■ **WORK REQUIRED**
Rescale the lines below by copying every one of them, requests included, and multiplying each coordinate in the answers by 2.35, rounded to the nearest whole number with halves going up. Keep the requests unchanged and leave the pictures out.
-*-
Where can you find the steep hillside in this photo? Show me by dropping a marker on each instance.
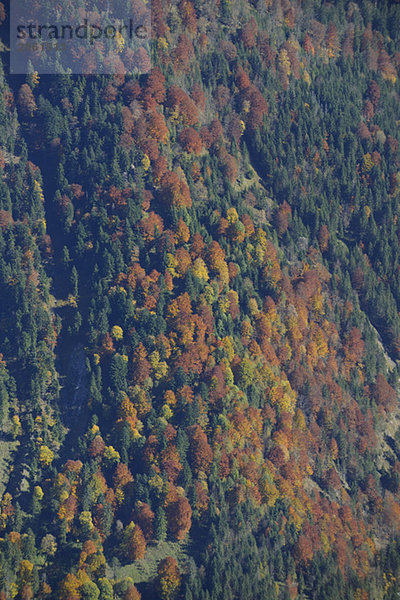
(199, 317)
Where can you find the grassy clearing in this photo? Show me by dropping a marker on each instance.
(145, 570)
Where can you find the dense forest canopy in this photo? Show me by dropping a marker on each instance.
(199, 316)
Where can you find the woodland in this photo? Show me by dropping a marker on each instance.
(199, 311)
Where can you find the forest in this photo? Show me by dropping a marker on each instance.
(200, 310)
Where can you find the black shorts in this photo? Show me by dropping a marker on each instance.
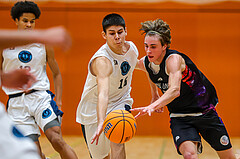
-*-
■ **EXERCISE OUTPUT**
Where can you find the steep hillside in this photo? Show me by dropping a marker on each instance.
(468, 745)
Where can you find the grassy clearing in this photo? Show me by dropping a marker on each instance.
(341, 1340)
Where can you find the dense forest canopy in this photo? Show me by dropping a marker on each instance.
(468, 743)
Where can you find the woodland in this photo? Show me by dropping a marker on each instance.
(468, 731)
Where can you find the forest in this photo? Show me by dropping a marker on each instance.
(470, 729)
Where can you find the black shorts in this photo? Show me by dropping a marker on each instance.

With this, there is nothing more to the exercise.